| PASSAGE GIVEN |
[start]

This info is also found online in AM025 for Stream Switch Event Port Selection 0 and Stream Switch Event Port Selection 1.

Example Port Selection 0

in C/C++

// Stream_Switch_Event_Port_Selection_0
// This is necessary to capture the Port_Running_0 and Port_Running_1 events
// Port 0 - Master/ID=1, Port 1 - Slave/ID=1
aiex.npu.write32 { column = 0 : i32, row = 4 : i32, address = 0x3FF00 : ui32, value = 0x121 : ui32 }
aiex.npu.write32 { column = 0 : i32, row = 4 : i32, address = 0x3FF04 : ui32, value = 0x0 : ui32 }

in Python

# def master(port):
#     return port | (1 << 5)

# def slave(port):
#     return port

npu_write32(column=0, row=4, address=0x3FF00, value=pack4bytes(0, 0, slave(1), master(1)),)  # port 1 is FIFO0?
npu_write32(column=0, row=4, address=0x3FF04, value=pack4bytes(0, 0, 0, 0),)

Configure shimDMA

The shimDMA needs to be configured to write the trace stream data to a valid location in DDR memory to be read by the host code. In the case of the NPU, we can use a template like the following where the main parameters that need to be defined include buffer_length, buffer_offset, bd_id, ddr_id, and column.

  • buffer_length - is the expected trace buffer size in bytes and should match what's expected from the host code when reading the trace buffer.
  • buffer_offset - specifies in bytes where the trace buffer starts in the output buffer and occurs after the main output buffer ends. If the output buffer size in words is 65,536, then the buffer offset would be 4*65,536 = 262,144 bytes.

[end]

| SHORT EXERCISE 1 |
In the trace setup excerpt, which address is written with the value 0x121?
| SHORT EXERCISE 2 |
Write out everything in the trace setup excerpt from "Configure shimDMA" down to "ddr_id, and column.".
| SHORT EXERCISE 3 |
Pick up the trace setup excerpt from where it stops and keep going.

| RECORDED INFORMATION |
[start]

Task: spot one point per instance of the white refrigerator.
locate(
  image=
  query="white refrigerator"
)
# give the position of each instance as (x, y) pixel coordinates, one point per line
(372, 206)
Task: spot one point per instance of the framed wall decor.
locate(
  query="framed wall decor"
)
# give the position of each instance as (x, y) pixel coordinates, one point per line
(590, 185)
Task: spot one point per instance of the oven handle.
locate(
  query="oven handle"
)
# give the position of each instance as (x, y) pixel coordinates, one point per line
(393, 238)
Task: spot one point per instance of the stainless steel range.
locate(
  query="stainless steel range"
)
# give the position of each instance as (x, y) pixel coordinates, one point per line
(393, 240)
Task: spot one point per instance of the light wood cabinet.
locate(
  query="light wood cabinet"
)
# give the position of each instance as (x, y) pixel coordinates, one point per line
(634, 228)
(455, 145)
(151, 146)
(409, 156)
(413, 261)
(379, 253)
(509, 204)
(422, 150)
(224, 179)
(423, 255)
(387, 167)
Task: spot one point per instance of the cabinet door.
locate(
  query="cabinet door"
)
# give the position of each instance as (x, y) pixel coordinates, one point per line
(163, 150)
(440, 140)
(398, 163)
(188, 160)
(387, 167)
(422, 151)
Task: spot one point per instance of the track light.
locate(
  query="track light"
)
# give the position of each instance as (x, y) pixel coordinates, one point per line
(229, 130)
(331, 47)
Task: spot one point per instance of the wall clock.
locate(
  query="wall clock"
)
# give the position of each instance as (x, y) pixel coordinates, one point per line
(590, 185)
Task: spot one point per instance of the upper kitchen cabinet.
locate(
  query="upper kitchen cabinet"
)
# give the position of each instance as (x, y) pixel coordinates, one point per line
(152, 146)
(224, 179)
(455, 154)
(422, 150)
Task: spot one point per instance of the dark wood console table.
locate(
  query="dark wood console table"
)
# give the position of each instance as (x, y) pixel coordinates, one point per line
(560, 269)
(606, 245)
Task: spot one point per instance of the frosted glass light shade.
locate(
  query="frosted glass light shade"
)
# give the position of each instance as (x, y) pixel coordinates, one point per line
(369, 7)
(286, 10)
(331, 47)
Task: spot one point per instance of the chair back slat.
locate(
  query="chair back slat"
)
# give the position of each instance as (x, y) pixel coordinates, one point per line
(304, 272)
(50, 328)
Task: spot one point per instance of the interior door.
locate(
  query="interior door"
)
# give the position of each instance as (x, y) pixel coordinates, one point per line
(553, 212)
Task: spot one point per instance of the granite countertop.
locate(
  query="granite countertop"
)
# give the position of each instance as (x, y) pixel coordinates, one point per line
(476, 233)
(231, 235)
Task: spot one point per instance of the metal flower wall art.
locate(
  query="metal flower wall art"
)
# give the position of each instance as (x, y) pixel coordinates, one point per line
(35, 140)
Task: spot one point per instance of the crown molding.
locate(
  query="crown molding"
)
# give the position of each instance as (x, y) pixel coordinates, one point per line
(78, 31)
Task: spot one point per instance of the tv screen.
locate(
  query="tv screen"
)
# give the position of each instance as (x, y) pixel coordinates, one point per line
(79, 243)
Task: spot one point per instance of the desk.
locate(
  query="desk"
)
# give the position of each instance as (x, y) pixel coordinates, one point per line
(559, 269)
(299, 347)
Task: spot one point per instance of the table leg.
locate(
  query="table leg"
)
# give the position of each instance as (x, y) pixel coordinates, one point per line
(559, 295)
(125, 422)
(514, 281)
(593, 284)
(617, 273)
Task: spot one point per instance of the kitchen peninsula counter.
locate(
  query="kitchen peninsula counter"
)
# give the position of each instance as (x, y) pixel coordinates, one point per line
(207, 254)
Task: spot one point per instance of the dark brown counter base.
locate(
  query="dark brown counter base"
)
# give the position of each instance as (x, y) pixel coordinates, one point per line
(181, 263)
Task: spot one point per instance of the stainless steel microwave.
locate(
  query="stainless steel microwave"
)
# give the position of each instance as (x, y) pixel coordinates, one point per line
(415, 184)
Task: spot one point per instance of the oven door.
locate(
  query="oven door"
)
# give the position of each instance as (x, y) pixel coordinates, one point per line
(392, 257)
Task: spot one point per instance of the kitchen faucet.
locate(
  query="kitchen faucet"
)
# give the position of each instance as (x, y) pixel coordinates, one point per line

[end]

| EXERCISE RESULT 1 |
0x3FF00

| EXERCISE RESULT 2 |
Configure shimDMA

The shimDMA needs to be configured to write the trace stream data to a valid location in DDR memory to be read by the host code. In the case of the NPU, we can use a template like the following where the main parameters that need to be defined include buffer_length, buffer_offset, bd_id, ddr_id, and column.

| EXERCISE RESULT 3 |
  • bd_id - unique bd (out of 16 bds) to program for data movement. Since we're delcaring this manually, it's important that we dont' overlap with existing (and possibly auto-declared bd id values). In the matmul design, we needed this value to be at least 13.
  • column - this shimDMA's column
  • ddr_id - very important to indicate which inout buffer DDR region we're mapping to.

An example ddr_id to inout buffer mapping is below:

ddr ID value buffer
0 inout0
1 inout1
2 inout2

Example shimDMA config

in C/C++

aiex.npu.writebd { bd_id = 3 : i32,
                   buffer_length = 16384 : i32,
                   buffer_offset = 262144 : i32,
                   enable_packet = 0 : i32,
                   out_of_order_id = 0 : i32,
                   packet_id = 0 : i32,
                   packet_type = 0 : i32,
                   column = 0 : i32,
                   d0_stepsize = 0 : i32,
                   d0_size = 0 : i32,
                   d0_stride = 0 : i32,
                   d0_wrap = 0 : i32,
                   d1_stepsize = 0 : i32,
                   d1_wrap = 0 : i32,
                   d1_size = 0 : i32,
                   d1_stride = 0 : i32,
                   d2_stepsize = 0 : i32,
                   d2_size = 0 : i32,
                   d2_stride = 0 : i32,
                   iteration_current = 0 : i32,
                   iteration_stepsize = 0 : i32,
                   iteration_wrap = 0 : i32,
                   iteration_size = 0 : i32,
                   iteration_stride = 0 : i32,
                   lock_acq_enable = 0 : i32,
                   lock_acq_id = 0 : i32,
                   lock_acq_val = 0 : i32,
                   lock_rel_id = 0 : i32,
                   lock_rel_val = 0 : i32,
                   next_bd = 0 : i32,
                   row = 0 : i32,
                   use_next_bd = 0 : i32,
                   valid_bd = 1 : i32}
// Set start BD to our shim bd_Id (3)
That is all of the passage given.